- Goal a -
Collect every line of the rows that contains the string "decorative", matching case exactly.

- Source -

+--

= Fall 1980 PGA Tour Qualifying School graduates =

This is a list of the Fall 1980 PGA Tour Qualifying School graduates.

== Tournament summary ==
The tournament was held at Fort Washington Golf Club in Fresno, California. Bruce Douglass opened with a 65 (−6) to take a two-stroke lead over a number of players, including Fred Couples. In the second round, Douglass shot a 69 to maintain the lead. In the third round, Douglass shot a 67 at the "difficult" course to take a seven-shot lead. In the final round, Douglass shot a one-under-par 70 to defeat runner-up Doug Black by seven strokes. In addition, he outplayed notable qualifiers like Mark O'Meara, Loren Roberts, and Fred Couples by several shots. Douglass "gained his playing privileges for the second time."

Peter Teravainen, who played on the PGA Tour the previous season, missed qualifying by one shot. The European Tour then gave membership to the top 15 players who failed to qualify at PGA Tour Qualifying School. Teravainen accepted membership.

+--

- Data rows -
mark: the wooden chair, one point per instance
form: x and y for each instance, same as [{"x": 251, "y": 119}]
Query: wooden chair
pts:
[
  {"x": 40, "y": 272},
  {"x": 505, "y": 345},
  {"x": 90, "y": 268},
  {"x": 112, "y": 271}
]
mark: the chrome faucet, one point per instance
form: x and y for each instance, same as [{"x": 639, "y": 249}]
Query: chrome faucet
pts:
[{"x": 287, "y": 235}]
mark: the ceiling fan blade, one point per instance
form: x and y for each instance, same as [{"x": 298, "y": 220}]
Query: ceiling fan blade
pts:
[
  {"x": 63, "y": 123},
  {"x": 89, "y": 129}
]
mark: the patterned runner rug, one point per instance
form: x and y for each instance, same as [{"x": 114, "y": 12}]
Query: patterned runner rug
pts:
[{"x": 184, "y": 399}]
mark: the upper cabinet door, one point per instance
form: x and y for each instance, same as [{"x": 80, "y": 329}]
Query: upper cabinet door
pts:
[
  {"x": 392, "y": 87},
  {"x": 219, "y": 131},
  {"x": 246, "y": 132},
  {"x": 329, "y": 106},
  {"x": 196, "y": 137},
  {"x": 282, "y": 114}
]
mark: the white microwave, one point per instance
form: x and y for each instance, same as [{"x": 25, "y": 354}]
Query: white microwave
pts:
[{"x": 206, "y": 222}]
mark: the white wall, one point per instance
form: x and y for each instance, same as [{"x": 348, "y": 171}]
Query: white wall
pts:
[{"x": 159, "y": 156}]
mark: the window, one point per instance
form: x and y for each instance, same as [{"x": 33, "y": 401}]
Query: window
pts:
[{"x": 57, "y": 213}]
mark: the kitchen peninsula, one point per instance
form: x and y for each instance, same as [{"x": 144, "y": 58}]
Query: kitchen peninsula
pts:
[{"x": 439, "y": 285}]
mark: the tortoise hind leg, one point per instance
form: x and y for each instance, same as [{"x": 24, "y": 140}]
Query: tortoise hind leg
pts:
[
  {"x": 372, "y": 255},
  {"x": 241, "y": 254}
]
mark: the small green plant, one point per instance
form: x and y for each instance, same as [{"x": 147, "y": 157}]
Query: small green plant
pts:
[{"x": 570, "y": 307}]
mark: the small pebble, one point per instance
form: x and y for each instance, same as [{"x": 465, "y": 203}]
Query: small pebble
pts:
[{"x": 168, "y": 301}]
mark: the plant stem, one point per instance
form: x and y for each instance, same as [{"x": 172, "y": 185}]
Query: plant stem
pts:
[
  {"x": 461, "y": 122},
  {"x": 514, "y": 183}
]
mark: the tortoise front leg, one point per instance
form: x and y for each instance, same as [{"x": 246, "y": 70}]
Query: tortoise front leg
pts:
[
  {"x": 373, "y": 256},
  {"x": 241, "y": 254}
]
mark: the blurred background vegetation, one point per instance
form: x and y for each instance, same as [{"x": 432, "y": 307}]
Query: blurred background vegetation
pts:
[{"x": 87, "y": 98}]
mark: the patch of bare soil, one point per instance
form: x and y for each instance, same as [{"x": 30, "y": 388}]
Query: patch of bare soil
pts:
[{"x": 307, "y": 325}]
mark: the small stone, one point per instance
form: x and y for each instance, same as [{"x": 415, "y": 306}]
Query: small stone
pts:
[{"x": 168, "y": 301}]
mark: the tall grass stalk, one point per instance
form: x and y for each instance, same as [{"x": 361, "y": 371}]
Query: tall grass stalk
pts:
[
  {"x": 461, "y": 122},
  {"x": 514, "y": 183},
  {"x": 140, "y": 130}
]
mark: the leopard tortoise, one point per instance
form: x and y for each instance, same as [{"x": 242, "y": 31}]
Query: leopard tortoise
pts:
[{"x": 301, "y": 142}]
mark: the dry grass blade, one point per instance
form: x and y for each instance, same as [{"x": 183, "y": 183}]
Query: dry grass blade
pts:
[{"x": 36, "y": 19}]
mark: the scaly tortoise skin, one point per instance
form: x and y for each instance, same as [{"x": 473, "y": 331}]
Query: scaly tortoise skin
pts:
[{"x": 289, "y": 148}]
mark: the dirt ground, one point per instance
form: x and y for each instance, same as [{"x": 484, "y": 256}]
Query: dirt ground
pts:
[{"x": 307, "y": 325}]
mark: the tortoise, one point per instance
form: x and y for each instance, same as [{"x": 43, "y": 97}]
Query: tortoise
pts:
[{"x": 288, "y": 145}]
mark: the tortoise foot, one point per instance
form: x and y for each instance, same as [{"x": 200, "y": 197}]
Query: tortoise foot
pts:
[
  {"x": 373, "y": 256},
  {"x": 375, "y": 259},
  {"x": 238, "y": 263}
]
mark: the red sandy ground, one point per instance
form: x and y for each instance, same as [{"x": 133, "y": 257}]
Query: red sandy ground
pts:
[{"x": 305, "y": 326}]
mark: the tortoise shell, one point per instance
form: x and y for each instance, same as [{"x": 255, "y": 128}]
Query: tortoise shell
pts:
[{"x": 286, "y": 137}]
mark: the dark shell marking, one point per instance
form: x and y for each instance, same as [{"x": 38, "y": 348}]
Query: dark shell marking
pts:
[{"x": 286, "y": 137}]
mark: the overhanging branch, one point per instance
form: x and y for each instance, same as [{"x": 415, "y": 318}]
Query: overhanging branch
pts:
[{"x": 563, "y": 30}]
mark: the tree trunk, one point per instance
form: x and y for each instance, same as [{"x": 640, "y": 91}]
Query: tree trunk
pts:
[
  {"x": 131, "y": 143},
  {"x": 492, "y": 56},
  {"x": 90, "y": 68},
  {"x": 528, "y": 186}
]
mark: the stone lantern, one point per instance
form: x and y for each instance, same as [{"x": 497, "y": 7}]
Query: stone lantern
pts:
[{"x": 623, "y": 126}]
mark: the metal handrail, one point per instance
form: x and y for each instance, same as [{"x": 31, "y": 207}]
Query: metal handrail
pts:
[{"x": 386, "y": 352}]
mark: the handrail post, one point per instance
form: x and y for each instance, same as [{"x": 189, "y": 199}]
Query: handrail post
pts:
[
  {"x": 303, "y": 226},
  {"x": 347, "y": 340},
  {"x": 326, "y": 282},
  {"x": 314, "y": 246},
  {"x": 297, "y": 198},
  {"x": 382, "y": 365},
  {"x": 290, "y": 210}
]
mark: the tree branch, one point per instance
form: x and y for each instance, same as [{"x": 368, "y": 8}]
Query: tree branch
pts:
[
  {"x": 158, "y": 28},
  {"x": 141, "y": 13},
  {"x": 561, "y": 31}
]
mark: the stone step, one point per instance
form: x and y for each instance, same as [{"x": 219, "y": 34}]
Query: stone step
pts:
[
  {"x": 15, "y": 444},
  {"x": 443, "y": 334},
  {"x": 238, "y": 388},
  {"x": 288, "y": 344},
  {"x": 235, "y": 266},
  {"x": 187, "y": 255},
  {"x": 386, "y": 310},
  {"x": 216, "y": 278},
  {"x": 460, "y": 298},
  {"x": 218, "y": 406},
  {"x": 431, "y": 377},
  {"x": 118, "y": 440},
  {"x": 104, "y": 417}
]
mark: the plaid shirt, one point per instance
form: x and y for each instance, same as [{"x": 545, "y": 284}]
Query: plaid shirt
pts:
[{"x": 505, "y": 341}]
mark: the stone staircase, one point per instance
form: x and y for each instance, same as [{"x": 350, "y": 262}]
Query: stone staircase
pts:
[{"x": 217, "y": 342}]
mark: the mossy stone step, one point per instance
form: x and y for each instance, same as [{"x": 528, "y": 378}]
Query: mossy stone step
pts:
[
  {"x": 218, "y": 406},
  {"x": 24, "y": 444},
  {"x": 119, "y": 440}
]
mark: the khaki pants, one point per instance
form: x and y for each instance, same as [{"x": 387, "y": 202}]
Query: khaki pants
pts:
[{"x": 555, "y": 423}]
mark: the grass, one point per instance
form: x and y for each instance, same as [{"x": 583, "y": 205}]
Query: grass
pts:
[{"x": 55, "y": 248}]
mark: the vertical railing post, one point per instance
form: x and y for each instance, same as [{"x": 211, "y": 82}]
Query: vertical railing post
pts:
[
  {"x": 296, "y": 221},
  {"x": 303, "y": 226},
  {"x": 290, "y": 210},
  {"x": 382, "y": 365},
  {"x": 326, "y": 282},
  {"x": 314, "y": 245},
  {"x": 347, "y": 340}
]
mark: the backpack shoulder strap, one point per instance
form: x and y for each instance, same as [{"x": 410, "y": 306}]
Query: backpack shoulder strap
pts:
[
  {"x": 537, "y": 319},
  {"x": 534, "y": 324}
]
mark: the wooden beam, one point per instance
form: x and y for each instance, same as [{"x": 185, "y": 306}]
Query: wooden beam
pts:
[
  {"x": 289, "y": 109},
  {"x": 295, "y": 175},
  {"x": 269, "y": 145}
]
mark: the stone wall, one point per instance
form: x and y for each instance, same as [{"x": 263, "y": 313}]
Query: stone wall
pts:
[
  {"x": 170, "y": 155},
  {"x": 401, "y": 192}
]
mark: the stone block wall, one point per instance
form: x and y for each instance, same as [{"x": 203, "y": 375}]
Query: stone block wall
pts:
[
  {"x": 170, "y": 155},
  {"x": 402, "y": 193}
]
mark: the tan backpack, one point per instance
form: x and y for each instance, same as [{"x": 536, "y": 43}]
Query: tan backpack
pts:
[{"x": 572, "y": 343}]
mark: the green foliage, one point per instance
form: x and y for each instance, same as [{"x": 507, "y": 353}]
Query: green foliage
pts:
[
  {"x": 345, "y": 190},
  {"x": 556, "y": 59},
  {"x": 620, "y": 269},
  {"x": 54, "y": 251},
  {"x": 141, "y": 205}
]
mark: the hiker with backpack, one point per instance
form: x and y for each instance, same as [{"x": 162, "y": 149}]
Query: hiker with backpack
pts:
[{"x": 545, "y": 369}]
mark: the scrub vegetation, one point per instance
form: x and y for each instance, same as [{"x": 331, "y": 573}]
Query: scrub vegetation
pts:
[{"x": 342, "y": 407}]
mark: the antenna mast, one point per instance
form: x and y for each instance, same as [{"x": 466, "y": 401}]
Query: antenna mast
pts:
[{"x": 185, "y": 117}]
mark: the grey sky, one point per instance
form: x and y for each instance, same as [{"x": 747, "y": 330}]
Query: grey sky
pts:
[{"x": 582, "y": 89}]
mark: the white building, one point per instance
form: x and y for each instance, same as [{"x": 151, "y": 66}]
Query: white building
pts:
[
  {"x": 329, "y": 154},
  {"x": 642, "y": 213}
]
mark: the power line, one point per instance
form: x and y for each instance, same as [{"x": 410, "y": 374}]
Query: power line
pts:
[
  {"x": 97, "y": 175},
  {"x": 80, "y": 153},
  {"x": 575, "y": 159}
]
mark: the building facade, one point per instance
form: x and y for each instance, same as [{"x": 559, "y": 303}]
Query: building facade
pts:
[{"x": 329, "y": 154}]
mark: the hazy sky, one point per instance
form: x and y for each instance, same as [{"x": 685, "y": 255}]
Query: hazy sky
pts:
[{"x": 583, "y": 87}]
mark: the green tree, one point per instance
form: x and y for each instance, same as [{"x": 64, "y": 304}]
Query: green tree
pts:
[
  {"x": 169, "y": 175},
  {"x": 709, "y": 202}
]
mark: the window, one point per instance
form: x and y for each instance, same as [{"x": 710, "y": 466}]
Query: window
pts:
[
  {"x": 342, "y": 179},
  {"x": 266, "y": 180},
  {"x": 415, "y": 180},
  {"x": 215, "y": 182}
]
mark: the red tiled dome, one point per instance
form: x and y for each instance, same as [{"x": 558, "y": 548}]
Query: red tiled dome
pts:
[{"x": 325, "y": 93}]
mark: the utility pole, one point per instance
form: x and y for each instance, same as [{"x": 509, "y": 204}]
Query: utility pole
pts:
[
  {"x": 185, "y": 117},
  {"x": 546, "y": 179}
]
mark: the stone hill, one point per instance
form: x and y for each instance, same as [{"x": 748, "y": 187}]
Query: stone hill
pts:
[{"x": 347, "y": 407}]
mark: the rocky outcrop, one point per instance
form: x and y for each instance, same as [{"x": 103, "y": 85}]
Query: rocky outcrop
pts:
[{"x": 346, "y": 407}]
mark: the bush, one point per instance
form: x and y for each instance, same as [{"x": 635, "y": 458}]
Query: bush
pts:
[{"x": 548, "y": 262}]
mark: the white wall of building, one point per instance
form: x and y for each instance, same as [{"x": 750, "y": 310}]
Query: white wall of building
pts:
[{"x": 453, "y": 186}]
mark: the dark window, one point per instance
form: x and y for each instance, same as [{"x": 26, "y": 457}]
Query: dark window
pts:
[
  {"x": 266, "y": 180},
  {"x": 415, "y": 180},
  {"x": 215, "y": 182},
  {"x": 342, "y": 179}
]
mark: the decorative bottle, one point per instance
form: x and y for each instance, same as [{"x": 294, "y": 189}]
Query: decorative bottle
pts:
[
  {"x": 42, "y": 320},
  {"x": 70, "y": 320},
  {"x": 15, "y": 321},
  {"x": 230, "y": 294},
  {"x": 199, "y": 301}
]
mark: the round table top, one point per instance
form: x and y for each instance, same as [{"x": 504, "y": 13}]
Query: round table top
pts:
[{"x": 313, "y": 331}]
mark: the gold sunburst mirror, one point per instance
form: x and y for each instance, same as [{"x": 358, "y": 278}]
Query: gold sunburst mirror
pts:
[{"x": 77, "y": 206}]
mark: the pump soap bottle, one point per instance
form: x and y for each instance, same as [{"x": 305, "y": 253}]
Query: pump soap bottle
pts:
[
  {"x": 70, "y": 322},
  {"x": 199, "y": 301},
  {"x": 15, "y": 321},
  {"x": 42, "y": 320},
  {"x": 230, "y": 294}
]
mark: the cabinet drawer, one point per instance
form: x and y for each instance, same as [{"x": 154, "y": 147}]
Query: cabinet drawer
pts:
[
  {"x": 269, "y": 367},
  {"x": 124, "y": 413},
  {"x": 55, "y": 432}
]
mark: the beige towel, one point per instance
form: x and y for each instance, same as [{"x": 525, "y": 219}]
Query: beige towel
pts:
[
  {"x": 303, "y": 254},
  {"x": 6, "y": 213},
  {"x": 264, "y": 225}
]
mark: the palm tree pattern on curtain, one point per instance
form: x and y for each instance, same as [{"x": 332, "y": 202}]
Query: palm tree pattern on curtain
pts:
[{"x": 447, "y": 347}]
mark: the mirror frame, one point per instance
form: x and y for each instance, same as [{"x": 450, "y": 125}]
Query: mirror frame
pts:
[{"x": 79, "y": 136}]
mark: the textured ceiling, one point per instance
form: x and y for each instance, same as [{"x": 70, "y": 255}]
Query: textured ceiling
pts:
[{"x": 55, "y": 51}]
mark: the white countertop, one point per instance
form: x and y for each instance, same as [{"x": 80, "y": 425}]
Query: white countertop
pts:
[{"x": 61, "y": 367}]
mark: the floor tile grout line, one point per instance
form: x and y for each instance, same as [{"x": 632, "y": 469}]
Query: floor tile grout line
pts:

+--

- Goal b -
Print the stretch of the golf qualifying text from "Peter Teravainen, who" through "Teravainen accepted membership.", word for word.

- Exercise solution a -
mark: the decorative bottle, one point per instance
Query: decorative bottle

- Exercise solution b -
Peter Teravainen, who played on the PGA Tour the previous season, missed qualifying by one shot. The European Tour then gave membership to the top 15 players who failed to qualify at PGA Tour Qualifying School. Teravainen accepted membership.